Reproduce every line of the items below word for word, keeping each character and line break unchanged.

Items from a dataset
<<<<
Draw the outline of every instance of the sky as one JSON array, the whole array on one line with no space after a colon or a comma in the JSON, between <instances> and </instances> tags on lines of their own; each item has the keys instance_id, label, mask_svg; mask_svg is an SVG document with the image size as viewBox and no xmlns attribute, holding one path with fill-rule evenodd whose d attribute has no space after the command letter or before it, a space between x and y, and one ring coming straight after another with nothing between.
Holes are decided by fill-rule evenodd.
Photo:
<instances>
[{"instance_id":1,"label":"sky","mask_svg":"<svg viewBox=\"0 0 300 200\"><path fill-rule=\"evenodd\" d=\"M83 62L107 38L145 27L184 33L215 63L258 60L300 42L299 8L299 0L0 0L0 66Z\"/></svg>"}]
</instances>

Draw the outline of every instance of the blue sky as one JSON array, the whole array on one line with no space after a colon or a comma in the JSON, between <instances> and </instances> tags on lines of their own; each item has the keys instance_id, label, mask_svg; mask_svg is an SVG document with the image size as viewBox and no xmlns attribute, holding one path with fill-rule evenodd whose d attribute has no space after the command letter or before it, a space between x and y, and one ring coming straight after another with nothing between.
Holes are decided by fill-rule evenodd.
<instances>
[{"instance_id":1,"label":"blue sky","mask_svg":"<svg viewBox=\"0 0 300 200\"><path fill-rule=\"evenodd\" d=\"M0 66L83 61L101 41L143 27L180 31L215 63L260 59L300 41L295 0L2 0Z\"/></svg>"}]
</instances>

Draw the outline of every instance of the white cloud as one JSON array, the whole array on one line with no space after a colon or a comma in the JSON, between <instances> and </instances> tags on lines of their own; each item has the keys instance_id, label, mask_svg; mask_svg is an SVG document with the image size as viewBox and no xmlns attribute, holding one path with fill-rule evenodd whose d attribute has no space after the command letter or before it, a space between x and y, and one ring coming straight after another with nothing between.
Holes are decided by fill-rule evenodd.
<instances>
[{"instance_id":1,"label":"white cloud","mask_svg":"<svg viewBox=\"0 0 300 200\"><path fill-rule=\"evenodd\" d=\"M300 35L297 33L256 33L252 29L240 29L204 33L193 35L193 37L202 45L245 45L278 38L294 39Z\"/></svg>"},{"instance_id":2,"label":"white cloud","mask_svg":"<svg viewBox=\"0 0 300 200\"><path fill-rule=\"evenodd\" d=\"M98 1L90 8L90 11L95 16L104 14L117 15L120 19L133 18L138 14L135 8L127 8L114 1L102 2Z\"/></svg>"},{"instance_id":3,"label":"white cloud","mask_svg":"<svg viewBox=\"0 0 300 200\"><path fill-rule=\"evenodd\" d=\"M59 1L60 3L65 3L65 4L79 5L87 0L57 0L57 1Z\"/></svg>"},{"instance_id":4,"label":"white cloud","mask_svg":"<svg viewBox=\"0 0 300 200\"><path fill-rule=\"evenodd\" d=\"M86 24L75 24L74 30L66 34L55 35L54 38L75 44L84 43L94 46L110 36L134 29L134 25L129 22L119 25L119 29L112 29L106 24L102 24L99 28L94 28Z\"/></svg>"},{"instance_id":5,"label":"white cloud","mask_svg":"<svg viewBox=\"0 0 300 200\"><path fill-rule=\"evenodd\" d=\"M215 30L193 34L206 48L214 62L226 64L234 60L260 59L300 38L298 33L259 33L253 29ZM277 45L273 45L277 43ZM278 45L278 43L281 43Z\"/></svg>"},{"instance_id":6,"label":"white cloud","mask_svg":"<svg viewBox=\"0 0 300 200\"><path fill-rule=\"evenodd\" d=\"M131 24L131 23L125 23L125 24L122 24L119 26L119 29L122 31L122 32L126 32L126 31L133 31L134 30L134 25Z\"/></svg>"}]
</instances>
>>>>
SOLUTION FOR THIS PROBLEM
Draw the outline of every instance of the sky as one JSON array, the whole array on one line with no space after a colon or a comma in the JSON, between <instances> and </instances> tags on lines of their own; each item has the keys instance_id, label, mask_svg; mask_svg is an SVG document with the image size as viewBox and no xmlns attribute, holding one path with fill-rule evenodd whose d attribute has no space after the command letter or before it, a space between x and y, and one ring coming straight after another with nothing between.
Holes are decided by fill-rule evenodd.
Photo:
<instances>
[{"instance_id":1,"label":"sky","mask_svg":"<svg viewBox=\"0 0 300 200\"><path fill-rule=\"evenodd\" d=\"M83 62L107 38L145 27L184 33L215 63L258 60L300 42L299 8L299 0L0 0L0 66Z\"/></svg>"}]
</instances>

Draw the outline of every instance of the blue sky as one JSON array, the whole array on one line with no space after a colon or a comma in the JSON, between <instances> and </instances> tags on lines of their own; each item has the keys instance_id, label, mask_svg; mask_svg is an SVG document with the image size as viewBox and no xmlns attribute, holding one path with fill-rule evenodd whose d attribute has no space after the command letter or before it, a space between x and y, and one ring coming straight after another with nothing between.
Holes are decided by fill-rule evenodd.
<instances>
[{"instance_id":1,"label":"blue sky","mask_svg":"<svg viewBox=\"0 0 300 200\"><path fill-rule=\"evenodd\" d=\"M0 66L83 61L101 41L143 27L180 31L215 63L260 59L300 41L295 0L2 0Z\"/></svg>"}]
</instances>

Draw the outline of every instance of the white cloud as one JSON array, the whole array on one line with no space after a colon or a comma in the JSON, between <instances> and </instances> tags on lines of their own; each item has the keys instance_id, label, mask_svg; mask_svg is an SVG document with the image size as viewBox and no xmlns attribute, holding one path with fill-rule evenodd whose d attribute has no space after the command letter or before it, a space between x and y, and one ring coming straight after another with nothing between.
Holes are decided by fill-rule evenodd.
<instances>
[{"instance_id":1,"label":"white cloud","mask_svg":"<svg viewBox=\"0 0 300 200\"><path fill-rule=\"evenodd\" d=\"M300 35L297 33L256 33L252 29L240 29L204 33L193 35L193 37L202 45L245 45L278 38L294 39Z\"/></svg>"},{"instance_id":2,"label":"white cloud","mask_svg":"<svg viewBox=\"0 0 300 200\"><path fill-rule=\"evenodd\" d=\"M98 1L90 8L90 11L95 16L104 14L117 15L120 19L133 18L138 14L135 8L127 8L114 1L102 2Z\"/></svg>"},{"instance_id":3,"label":"white cloud","mask_svg":"<svg viewBox=\"0 0 300 200\"><path fill-rule=\"evenodd\" d=\"M59 1L60 3L65 3L65 4L79 5L87 0L57 0L57 1Z\"/></svg>"},{"instance_id":4,"label":"white cloud","mask_svg":"<svg viewBox=\"0 0 300 200\"><path fill-rule=\"evenodd\" d=\"M86 24L75 24L74 30L66 34L55 35L54 38L75 44L84 43L94 46L110 36L134 29L134 25L129 22L119 25L119 29L112 29L106 24L102 24L99 28L94 28Z\"/></svg>"},{"instance_id":5,"label":"white cloud","mask_svg":"<svg viewBox=\"0 0 300 200\"><path fill-rule=\"evenodd\" d=\"M215 30L193 34L206 48L214 62L226 64L234 60L260 59L300 38L298 33L259 33L253 29ZM277 45L273 45L277 43ZM278 45L278 43L281 43Z\"/></svg>"},{"instance_id":6,"label":"white cloud","mask_svg":"<svg viewBox=\"0 0 300 200\"><path fill-rule=\"evenodd\" d=\"M131 24L131 23L125 23L125 24L122 24L119 26L119 29L122 31L122 32L126 32L126 31L133 31L134 30L134 25Z\"/></svg>"}]
</instances>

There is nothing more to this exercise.